Document section
Writer’s Notebook: “Avian Elegies”
Published December 2020, Issue #4
I feel a curious mix of melancholy and hope as I read our current issue and linger on the images and songs chosen as companions. Even the Tibetan singing bowl sounds both sad and joyful. I love this kind of blending of dark and light, because it reminds me to look for beauty and grace in what is hard and painful. More, it reminds me to live deeply my uncrowded, unshaded moments. It reminds me to be grateful. Why, then, does this issue bring to mind so palpably a piece that does not read as a blend of dark and light at all, but is, I would argue, probably our darkest publication?

The input
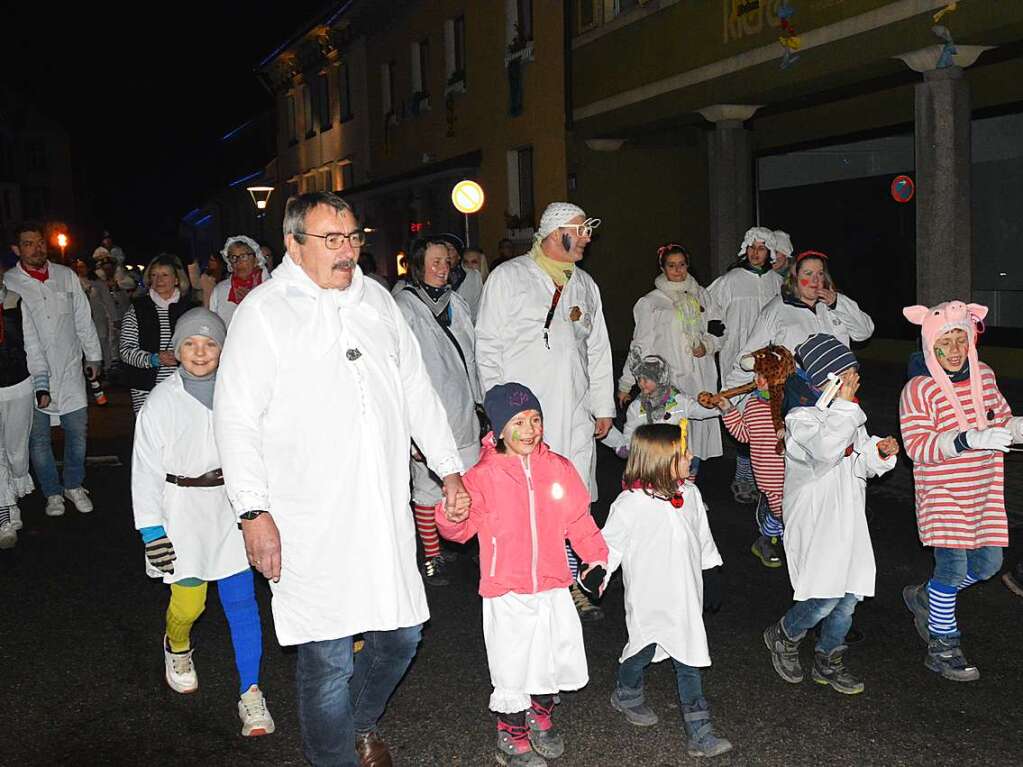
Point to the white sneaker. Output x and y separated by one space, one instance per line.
181 676
256 719
80 497
8 536
54 505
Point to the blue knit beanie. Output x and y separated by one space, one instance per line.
821 354
505 401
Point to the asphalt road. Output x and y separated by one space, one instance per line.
81 678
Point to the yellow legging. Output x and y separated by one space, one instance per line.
187 603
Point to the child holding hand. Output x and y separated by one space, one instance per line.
829 457
658 532
525 501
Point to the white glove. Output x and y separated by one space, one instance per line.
995 438
1016 426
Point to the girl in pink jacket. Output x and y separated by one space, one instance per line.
527 500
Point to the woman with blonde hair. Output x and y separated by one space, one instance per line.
148 326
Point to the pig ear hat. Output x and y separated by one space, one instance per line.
935 322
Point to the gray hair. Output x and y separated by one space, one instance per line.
301 206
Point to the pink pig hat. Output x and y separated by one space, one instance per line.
935 322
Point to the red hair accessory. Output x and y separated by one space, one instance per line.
811 255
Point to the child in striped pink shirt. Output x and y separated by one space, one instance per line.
955 425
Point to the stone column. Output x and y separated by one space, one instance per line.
729 169
944 234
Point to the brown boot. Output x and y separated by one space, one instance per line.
372 752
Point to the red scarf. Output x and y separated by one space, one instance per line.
41 274
240 287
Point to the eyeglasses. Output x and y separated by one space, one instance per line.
335 240
584 229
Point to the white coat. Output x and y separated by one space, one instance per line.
318 394
219 304
62 322
827 541
659 330
573 379
457 389
741 295
472 290
663 551
788 322
174 436
678 407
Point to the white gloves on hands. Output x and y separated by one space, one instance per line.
994 438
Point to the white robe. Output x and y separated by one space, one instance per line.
174 436
741 295
320 440
61 319
827 541
573 379
658 330
663 551
788 325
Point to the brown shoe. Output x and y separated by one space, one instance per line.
372 752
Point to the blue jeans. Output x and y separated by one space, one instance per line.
630 674
75 424
951 565
340 696
836 614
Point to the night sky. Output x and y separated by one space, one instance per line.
145 96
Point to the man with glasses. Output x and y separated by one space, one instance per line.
58 310
248 265
320 389
541 324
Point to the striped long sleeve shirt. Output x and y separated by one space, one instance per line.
755 426
960 496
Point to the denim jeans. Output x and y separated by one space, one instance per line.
75 424
951 565
630 674
836 614
340 696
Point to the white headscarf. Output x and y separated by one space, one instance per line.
761 233
559 214
252 243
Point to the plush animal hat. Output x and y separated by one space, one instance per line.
934 323
775 364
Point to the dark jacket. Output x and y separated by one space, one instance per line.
13 367
148 336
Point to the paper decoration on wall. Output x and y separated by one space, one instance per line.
948 50
790 40
902 189
947 9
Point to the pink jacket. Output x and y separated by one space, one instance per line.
523 512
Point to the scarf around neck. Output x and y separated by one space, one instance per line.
240 286
560 271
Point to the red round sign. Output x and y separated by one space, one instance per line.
902 188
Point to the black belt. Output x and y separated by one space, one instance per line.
212 479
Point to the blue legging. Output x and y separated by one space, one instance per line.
237 597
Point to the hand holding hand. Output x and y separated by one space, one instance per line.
993 438
263 545
888 447
161 554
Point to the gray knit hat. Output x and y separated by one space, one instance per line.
197 321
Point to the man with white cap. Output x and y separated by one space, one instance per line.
541 323
742 292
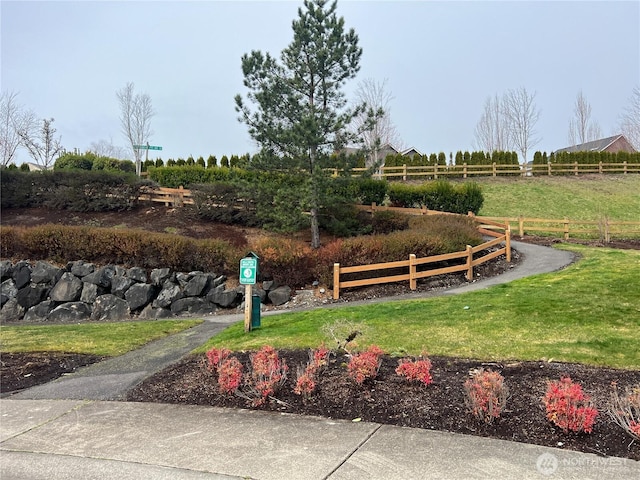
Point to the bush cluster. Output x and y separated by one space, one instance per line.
79 191
438 195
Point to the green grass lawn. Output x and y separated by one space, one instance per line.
588 313
577 198
105 339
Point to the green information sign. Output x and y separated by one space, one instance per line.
248 271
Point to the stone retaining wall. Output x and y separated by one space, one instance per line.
42 292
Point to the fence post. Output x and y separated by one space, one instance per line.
412 272
521 226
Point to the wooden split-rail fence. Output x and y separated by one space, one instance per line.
416 268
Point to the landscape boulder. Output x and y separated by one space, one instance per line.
139 295
108 307
67 289
70 312
40 312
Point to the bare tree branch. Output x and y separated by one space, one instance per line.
581 128
42 144
14 118
136 111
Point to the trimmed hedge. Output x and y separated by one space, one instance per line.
439 195
79 191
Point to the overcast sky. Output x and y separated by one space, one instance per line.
441 60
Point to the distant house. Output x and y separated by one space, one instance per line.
614 144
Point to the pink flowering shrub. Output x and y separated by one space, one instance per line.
365 365
568 407
486 394
268 374
230 375
624 409
415 371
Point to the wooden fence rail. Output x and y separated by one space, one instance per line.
405 172
466 258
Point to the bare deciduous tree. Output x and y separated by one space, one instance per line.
630 119
135 118
492 132
374 125
13 119
42 144
522 116
581 128
104 148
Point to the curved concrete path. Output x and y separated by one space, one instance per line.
65 436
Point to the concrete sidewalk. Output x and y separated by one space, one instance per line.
67 439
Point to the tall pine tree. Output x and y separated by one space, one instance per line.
300 115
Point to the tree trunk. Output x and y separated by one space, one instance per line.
315 229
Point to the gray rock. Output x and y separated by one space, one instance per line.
90 291
109 307
150 312
139 295
197 285
137 274
40 312
170 293
224 298
8 288
44 272
21 274
11 310
120 285
101 277
68 289
280 295
70 312
160 275
6 269
32 295
81 269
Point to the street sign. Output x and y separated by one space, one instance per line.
248 271
147 147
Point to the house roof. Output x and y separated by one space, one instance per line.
594 146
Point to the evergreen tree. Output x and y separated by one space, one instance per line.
301 115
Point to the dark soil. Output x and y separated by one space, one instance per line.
387 399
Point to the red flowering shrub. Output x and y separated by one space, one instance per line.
268 374
486 394
624 409
415 371
307 377
230 375
568 407
365 365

Work to do
- A) Summarize the writer's notebook entry in two sentences.
- B) Write out the listing again, beginning at the line that has "Point to the dark soil." and continuing through the end of the listing, with the requests included. Change every coordinate in the answers by -37.

Expected answers
- A) The writer feels a mix of melancholy and hope while reading the current issue, and even the Tibetan singing bowl sounds both sad and joyful. That blending of dark and light prompts the writer to look for beauty in what is painful, to live deeply, and to be grateful, yet the issue calls to mind a piece that is probably the publication's darkest.

- B)
Point to the dark soil. Output x and y separated by one space, one instance per line.
350 362
Point to the red flowering shrub. Output x and y separated by one space, one instance per line.
231 337
449 357
587 372
378 334
270 340
193 338
531 370
328 328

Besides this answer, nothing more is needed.